[Saved entries]
□ □ □ □
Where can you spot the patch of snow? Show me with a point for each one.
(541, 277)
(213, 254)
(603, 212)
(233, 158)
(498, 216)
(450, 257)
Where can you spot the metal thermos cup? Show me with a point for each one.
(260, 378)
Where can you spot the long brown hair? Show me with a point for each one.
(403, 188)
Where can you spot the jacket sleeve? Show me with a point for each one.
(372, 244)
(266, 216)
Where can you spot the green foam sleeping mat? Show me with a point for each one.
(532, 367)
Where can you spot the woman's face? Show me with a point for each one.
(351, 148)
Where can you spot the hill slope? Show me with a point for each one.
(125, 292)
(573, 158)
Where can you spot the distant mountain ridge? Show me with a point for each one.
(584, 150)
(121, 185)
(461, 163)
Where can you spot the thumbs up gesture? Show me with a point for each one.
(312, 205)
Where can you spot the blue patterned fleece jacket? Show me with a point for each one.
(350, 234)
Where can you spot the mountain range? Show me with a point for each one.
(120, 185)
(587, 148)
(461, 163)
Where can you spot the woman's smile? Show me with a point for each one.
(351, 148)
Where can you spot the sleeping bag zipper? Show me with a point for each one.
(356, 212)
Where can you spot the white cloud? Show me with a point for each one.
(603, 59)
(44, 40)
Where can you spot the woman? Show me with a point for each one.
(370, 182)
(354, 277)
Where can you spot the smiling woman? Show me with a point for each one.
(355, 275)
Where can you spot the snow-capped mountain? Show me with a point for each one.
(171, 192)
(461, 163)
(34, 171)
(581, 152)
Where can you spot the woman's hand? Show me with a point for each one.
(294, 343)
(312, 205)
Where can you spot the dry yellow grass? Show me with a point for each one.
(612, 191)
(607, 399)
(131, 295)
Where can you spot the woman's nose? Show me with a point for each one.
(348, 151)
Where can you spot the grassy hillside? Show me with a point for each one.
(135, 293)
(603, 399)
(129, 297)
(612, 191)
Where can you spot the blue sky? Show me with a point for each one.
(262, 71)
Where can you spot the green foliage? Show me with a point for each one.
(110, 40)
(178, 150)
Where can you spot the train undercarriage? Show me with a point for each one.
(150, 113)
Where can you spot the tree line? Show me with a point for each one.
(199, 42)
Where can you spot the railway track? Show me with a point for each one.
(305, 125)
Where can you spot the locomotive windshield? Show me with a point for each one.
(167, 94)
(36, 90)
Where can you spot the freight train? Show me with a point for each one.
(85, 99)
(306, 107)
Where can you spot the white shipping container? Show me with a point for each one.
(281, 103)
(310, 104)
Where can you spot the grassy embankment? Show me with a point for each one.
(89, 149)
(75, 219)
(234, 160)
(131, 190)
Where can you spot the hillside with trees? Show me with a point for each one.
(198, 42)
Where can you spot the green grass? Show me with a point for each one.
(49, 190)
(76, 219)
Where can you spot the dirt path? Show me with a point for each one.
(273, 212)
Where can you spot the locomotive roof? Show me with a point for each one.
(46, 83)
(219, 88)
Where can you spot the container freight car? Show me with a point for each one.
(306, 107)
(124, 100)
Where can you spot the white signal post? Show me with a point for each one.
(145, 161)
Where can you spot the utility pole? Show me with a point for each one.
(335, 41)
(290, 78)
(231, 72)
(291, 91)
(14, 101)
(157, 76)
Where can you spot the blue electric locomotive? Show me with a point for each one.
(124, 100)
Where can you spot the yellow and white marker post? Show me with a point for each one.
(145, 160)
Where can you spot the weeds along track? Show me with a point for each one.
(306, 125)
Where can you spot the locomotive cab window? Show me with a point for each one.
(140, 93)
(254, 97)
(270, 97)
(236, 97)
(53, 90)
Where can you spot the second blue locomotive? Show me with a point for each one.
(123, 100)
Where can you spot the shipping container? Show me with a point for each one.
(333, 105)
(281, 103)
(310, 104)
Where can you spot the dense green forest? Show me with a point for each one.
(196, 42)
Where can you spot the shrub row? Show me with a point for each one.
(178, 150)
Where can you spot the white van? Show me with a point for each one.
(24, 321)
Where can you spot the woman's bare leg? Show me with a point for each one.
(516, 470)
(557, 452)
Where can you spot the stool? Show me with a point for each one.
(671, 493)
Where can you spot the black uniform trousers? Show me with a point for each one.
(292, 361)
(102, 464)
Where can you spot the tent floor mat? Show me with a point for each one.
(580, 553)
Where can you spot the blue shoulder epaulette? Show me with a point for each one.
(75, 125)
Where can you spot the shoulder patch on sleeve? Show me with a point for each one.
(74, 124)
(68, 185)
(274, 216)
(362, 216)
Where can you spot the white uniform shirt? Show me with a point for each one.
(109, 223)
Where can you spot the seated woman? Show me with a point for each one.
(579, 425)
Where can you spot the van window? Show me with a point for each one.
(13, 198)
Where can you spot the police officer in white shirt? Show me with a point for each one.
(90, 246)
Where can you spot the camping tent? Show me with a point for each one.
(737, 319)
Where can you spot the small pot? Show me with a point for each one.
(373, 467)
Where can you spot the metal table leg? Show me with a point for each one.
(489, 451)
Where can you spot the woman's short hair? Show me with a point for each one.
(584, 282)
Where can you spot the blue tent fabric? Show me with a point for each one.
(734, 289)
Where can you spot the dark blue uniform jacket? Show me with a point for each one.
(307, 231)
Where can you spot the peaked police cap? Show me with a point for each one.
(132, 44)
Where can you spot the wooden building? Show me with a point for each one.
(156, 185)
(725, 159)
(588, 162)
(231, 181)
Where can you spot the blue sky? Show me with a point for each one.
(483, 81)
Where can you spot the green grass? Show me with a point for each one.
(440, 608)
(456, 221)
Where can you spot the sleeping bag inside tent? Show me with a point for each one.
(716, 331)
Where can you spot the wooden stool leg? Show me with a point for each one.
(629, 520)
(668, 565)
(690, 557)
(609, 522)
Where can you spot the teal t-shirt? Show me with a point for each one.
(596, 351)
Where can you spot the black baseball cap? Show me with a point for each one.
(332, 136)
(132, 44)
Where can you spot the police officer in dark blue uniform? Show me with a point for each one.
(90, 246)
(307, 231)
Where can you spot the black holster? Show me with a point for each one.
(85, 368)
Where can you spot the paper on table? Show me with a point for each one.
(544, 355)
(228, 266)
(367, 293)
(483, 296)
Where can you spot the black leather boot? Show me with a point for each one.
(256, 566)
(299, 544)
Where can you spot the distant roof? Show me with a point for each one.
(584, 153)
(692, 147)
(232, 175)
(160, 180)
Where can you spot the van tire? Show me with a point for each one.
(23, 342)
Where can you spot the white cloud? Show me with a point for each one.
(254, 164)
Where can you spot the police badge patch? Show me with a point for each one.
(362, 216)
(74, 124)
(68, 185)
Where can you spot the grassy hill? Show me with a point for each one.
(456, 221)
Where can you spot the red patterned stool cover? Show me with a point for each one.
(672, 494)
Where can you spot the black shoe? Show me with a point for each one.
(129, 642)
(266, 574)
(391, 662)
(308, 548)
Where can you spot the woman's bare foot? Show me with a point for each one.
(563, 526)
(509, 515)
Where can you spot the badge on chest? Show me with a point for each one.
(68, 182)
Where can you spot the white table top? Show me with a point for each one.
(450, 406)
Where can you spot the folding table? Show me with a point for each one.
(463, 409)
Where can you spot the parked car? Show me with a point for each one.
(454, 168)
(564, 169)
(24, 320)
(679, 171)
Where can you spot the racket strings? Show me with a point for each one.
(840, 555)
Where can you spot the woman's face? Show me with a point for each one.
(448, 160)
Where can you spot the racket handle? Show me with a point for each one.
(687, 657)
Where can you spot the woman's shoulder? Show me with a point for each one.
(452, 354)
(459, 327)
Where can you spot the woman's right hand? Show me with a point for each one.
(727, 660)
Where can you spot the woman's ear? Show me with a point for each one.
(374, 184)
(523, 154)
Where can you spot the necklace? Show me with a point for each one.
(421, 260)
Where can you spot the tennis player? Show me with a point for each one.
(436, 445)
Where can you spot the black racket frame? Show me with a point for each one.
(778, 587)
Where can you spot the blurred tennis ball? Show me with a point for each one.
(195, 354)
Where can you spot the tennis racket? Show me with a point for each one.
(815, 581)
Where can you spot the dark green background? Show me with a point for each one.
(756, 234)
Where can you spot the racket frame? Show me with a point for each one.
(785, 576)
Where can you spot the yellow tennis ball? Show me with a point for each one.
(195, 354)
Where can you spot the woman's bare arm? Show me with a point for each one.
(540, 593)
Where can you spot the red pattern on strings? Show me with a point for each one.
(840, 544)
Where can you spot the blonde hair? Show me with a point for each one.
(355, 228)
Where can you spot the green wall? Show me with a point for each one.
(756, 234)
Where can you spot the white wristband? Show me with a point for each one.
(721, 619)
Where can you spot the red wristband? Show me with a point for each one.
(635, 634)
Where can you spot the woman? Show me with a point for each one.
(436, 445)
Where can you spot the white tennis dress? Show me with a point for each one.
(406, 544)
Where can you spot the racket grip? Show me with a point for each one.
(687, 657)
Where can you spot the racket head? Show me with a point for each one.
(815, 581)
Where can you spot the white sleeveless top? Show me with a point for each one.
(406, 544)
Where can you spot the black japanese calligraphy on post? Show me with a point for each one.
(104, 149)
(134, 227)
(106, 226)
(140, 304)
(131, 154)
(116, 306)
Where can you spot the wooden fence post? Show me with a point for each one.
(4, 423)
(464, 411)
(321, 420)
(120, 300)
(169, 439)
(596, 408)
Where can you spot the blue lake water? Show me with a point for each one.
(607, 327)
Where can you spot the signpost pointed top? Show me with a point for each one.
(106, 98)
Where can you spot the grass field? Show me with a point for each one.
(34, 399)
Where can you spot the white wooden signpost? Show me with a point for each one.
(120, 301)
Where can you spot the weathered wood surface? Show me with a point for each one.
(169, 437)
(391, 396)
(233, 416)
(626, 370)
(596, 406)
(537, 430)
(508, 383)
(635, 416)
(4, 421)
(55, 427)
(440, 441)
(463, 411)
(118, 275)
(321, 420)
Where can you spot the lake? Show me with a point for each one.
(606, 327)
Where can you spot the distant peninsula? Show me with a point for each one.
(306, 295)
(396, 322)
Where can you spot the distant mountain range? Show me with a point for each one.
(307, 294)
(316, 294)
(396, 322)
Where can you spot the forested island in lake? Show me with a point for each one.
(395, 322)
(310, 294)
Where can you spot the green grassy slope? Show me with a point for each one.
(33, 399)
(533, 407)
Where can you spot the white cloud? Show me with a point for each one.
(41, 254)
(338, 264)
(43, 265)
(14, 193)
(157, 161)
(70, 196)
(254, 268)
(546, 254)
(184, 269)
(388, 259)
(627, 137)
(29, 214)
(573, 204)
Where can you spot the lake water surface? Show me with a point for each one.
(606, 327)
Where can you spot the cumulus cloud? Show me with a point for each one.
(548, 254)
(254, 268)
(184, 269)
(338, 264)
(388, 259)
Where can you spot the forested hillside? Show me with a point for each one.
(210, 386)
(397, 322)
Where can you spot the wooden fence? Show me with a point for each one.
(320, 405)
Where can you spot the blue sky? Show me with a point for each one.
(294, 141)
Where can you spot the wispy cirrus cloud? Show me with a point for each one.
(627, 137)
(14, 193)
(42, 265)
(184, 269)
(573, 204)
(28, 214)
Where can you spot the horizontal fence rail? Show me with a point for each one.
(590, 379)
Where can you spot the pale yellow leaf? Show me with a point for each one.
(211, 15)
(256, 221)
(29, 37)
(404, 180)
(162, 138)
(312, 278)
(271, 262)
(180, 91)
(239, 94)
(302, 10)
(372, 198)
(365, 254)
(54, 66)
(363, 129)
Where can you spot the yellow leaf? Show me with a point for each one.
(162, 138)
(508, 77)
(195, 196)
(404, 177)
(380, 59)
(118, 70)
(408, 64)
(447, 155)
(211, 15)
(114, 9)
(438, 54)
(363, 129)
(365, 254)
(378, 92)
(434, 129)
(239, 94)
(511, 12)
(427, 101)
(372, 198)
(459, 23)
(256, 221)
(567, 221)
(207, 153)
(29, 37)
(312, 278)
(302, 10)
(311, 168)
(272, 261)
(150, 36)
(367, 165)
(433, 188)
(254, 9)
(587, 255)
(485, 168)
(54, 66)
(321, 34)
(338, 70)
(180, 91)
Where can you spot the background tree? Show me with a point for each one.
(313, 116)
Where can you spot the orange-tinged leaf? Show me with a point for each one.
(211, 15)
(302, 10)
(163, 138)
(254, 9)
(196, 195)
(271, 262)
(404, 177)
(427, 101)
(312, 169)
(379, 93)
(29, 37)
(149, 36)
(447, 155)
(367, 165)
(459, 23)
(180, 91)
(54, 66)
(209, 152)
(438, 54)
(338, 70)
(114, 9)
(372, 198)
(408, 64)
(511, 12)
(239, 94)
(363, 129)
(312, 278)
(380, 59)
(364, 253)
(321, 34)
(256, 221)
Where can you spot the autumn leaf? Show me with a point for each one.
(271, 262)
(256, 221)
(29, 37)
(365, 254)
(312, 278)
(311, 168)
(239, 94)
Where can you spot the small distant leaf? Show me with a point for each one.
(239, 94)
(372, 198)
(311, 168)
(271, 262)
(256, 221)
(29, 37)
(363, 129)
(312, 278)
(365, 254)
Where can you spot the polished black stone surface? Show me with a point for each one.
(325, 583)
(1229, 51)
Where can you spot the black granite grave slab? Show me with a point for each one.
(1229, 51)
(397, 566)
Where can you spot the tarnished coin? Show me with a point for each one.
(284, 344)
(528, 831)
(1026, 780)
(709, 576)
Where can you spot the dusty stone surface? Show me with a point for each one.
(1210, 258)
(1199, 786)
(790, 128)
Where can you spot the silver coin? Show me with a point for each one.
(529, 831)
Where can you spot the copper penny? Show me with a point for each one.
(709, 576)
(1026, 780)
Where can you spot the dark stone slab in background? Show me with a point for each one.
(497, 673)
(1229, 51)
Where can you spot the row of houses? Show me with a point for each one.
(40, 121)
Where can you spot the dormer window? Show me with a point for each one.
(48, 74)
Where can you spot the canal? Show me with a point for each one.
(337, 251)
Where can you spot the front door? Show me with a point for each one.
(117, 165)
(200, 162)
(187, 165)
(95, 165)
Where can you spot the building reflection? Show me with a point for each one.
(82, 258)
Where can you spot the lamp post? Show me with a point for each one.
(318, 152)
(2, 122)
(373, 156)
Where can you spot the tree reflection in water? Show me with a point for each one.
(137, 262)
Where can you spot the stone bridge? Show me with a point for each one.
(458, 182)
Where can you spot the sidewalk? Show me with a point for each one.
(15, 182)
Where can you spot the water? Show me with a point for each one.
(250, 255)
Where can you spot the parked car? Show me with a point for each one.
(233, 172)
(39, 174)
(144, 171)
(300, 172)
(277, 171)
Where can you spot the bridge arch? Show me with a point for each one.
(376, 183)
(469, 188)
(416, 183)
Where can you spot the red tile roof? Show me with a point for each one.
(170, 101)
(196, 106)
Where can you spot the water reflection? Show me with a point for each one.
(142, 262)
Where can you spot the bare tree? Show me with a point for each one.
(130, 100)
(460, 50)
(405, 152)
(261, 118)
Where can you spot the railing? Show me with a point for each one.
□ □ □ □
Aim of the task ::
Copy out the rows from the line containing "Where can you spot the building" through the last line, both included, without altering them.

Exercise output ::
Where can you spot the building reflection? Show me with a point for each one.
(82, 258)
Where can you spot the lamp post? Show me with a point for each one.
(318, 152)
(2, 122)
(373, 156)
Where can you spot the tree reflection in water? Show me with a point for each one.
(137, 262)
Where can you spot the stone bridge? Show me with a point for each one.
(458, 182)
Where can you spot the sidewalk? Show me with a point for each one.
(15, 182)
Where can you spot the water? Show me with a point for each one.
(250, 255)
Where can you spot the parked car? Show me with a point for each one.
(233, 172)
(39, 174)
(144, 171)
(300, 172)
(277, 171)
Where can you spot the bridge arch? Show me with a point for each one.
(376, 183)
(469, 188)
(416, 183)
Where can you spot the red tile roof? Show me with a point for each one.
(170, 101)
(196, 106)
Where can you spot the water reflection? Show me with a point for each one.
(142, 262)
Where can you spot the bare tree? Show me with a point for each one.
(130, 100)
(460, 50)
(405, 152)
(261, 118)
Where can you spot the railing? Show me with a point for each one.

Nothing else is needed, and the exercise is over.